TASK DETAILS: Please rewrite the records below, replacing every "instance" with "occurrence" and leaving everything else as it is.

INPUT RECORDS:
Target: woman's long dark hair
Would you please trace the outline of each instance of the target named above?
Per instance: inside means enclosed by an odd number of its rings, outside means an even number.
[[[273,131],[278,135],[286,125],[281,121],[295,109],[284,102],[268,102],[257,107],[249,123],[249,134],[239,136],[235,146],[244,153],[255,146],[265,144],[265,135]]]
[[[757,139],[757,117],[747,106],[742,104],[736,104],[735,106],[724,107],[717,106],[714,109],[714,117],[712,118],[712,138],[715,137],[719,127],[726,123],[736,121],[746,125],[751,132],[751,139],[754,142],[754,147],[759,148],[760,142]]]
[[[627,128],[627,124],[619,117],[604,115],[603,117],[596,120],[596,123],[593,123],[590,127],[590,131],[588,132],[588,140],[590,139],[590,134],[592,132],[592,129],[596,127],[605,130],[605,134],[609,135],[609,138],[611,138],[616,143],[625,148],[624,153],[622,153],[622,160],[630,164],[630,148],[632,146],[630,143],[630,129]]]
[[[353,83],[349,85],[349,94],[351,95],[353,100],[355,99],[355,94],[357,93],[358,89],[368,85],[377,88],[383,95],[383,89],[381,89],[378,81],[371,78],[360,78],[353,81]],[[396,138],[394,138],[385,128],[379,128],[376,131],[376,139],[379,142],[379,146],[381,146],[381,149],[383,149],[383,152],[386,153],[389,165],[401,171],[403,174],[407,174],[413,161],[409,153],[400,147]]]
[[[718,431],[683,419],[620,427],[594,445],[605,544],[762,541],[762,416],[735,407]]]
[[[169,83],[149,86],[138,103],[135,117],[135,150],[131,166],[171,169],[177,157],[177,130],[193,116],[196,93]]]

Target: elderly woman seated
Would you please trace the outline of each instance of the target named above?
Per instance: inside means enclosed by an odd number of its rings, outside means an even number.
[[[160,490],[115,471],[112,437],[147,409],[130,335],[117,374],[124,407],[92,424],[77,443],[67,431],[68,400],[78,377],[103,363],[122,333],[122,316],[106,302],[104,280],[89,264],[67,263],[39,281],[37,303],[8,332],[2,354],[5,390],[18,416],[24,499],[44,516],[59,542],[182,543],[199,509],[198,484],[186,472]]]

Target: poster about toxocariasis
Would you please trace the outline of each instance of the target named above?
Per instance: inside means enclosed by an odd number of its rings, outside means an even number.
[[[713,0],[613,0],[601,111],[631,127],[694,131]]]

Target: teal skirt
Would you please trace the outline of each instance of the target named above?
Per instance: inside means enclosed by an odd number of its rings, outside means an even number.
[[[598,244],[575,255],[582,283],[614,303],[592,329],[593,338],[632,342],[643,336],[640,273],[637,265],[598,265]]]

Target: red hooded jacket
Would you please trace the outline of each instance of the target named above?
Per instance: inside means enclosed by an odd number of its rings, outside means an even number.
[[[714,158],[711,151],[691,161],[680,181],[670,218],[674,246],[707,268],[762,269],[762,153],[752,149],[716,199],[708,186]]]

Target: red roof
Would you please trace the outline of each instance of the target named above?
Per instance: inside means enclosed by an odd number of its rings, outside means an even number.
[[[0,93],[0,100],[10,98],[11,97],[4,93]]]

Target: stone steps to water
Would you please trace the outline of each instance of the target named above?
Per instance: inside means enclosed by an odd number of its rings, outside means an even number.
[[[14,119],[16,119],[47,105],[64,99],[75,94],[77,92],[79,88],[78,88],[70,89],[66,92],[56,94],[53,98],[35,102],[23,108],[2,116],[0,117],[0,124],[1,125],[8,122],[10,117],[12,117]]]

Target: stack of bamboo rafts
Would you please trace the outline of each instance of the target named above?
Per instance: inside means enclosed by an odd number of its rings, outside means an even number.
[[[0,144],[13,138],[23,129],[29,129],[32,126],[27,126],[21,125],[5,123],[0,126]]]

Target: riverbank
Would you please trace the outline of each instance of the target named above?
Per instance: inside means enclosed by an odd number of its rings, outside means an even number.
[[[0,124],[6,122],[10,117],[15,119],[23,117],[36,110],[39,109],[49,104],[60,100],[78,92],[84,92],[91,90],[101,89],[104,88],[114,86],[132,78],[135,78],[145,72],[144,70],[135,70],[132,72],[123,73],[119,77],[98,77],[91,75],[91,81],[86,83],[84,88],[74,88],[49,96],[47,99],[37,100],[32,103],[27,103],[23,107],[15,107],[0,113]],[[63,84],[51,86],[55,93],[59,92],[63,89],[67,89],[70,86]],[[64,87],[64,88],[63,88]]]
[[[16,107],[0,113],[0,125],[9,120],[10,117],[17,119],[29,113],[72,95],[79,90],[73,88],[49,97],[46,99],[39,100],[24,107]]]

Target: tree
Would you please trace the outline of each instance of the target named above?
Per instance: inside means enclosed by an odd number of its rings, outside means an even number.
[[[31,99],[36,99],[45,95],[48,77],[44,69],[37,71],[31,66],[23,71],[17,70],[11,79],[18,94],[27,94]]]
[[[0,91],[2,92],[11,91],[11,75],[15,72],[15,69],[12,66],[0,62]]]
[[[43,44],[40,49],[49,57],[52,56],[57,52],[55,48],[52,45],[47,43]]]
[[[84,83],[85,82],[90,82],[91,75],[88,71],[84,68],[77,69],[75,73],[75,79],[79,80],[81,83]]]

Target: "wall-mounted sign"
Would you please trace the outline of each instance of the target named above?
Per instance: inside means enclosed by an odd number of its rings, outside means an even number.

SOLUTION FOR THIS PROBLEM:
Target: woman's long dark hair
Would you please trace the outline of each occurrence of the target named above?
Per occurrence: inside means enclosed by an odd number of its rings, outside means an even number.
[[[273,131],[278,135],[286,125],[281,121],[295,109],[284,102],[268,102],[257,107],[249,123],[249,134],[239,136],[235,146],[244,153],[255,146],[265,144],[265,135]]]
[[[757,139],[757,117],[747,106],[742,104],[736,104],[735,106],[724,107],[717,106],[714,109],[714,117],[712,118],[712,138],[715,137],[719,127],[726,123],[736,121],[746,125],[751,132],[751,139],[754,142],[754,147],[759,148],[760,142]]]
[[[627,128],[627,124],[619,117],[604,115],[603,117],[596,120],[596,123],[593,123],[590,127],[590,131],[588,132],[588,140],[590,139],[590,134],[592,132],[592,129],[596,127],[605,130],[605,134],[609,135],[609,138],[611,138],[616,143],[625,148],[624,153],[622,153],[622,160],[630,164],[630,148],[632,146],[630,143],[630,129]]]
[[[353,83],[349,85],[349,94],[351,95],[353,100],[355,99],[355,94],[357,93],[358,89],[368,85],[377,88],[383,95],[383,89],[381,89],[378,81],[371,78],[360,78],[353,81]],[[396,138],[394,138],[385,128],[379,128],[376,131],[376,139],[379,142],[379,146],[381,146],[381,149],[383,149],[383,152],[386,153],[389,165],[401,171],[403,174],[407,174],[413,161],[409,153],[400,147]]]
[[[718,431],[683,419],[620,427],[594,445],[605,544],[762,541],[762,416],[735,407]]]
[[[169,83],[149,86],[138,103],[135,117],[135,150],[131,166],[171,169],[177,157],[177,130],[193,116],[196,93]]]

Target: elderly woman seated
Would you please trace the outline of each occurrence of the target named above?
Per occurrence: inside means enclosed by an odd number of its rings, outside means an even number.
[[[160,490],[115,471],[112,437],[147,409],[130,335],[117,374],[124,407],[92,424],[77,443],[67,431],[68,400],[78,377],[103,363],[122,333],[122,316],[106,302],[104,280],[89,264],[67,263],[39,281],[37,303],[8,332],[2,354],[5,390],[18,416],[24,499],[44,516],[59,542],[182,543],[199,509],[198,484],[186,472]]]

Target: poster about toxocariasis
Would you please trace the outline of each occurrence of the target named above?
Per occurrence: inside means enclosed by an odd number of its rings, outside means an even number.
[[[713,0],[613,0],[601,111],[631,127],[694,131]]]

Target: teal skirt
Would you please trace the outline of each occurrence of the target named above?
Per occurrence: inside means enclosed by an odd number of its rings, outside means an even number.
[[[598,244],[575,255],[582,283],[614,303],[592,329],[593,338],[632,342],[643,336],[640,273],[637,265],[598,265]]]

Target: red hooded jacket
Would you please trace the outline of each occurrence of the target named above?
Per occurrence: inside means enclosed by an odd number of its rings, outside means an even number.
[[[714,158],[711,151],[691,161],[680,181],[670,218],[674,246],[707,268],[762,269],[762,153],[752,149],[716,199],[708,186]]]

Target: red roof
Would you please trace the outline of each occurrence of the target named above?
Per occurrence: inside means enclosed by an odd number of its rings, outside means an even number.
[[[0,93],[0,100],[10,98],[11,97],[4,93]]]

Target: stone steps to water
Would you please trace the outline of each occurrence of the target named above?
Per occurrence: inside means enclosed by an odd number of its rings, outside means an even number.
[[[14,119],[16,119],[47,105],[64,99],[75,94],[77,92],[79,88],[78,88],[70,89],[66,92],[56,94],[53,98],[35,102],[23,108],[2,116],[0,117],[0,124],[1,125],[8,122],[10,117],[12,117]]]

Target: stack of bamboo rafts
Would you please trace the outline of each occurrence of the target named above?
Per occurrence: inside means enclosed by an odd number of its rings, outside means an even number.
[[[0,144],[13,138],[23,129],[29,129],[32,126],[27,126],[21,125],[5,123],[0,126]]]

Target: riverbank
Would you please trace the outline of each occurrence of the target named above?
Per occurrence: inside means enclosed by an odd number of its rings, outside means an even number.
[[[0,124],[6,122],[10,117],[15,119],[23,117],[36,110],[39,109],[49,104],[60,100],[78,92],[84,92],[91,90],[101,89],[104,88],[114,86],[132,78],[135,78],[145,72],[144,70],[135,70],[132,72],[123,73],[119,77],[98,77],[91,75],[91,81],[86,83],[84,88],[74,88],[49,96],[47,99],[37,100],[32,103],[27,103],[23,107],[15,107],[0,113]],[[63,84],[51,86],[55,93],[59,92],[63,89],[67,89],[70,86]],[[64,87],[64,88],[63,88]]]
[[[16,107],[0,113],[0,125],[9,120],[10,117],[17,119],[29,113],[72,95],[79,90],[73,88],[49,97],[46,99],[39,100],[24,107]]]

Target: tree
Would you please trace the outline of each occurrence of the target named above?
Per occurrence: inside means enclosed by an odd number of its rings, outside means an even number.
[[[31,99],[36,99],[45,95],[48,77],[44,69],[37,71],[31,66],[23,71],[17,70],[11,79],[18,94],[27,94]]]
[[[0,91],[2,92],[11,91],[11,75],[15,72],[15,69],[12,66],[0,62]]]
[[[43,44],[40,49],[49,57],[52,56],[57,52],[55,48],[52,45],[47,43]]]
[[[84,83],[85,82],[90,82],[91,75],[88,71],[84,68],[77,69],[75,73],[75,79],[79,80],[81,83]]]

Target: "wall-mounted sign"
Would you please trace the outline of each occurrence of the target named above?
Per occurrence: inside means enclosed by an odd number of its rings, outside means an even number.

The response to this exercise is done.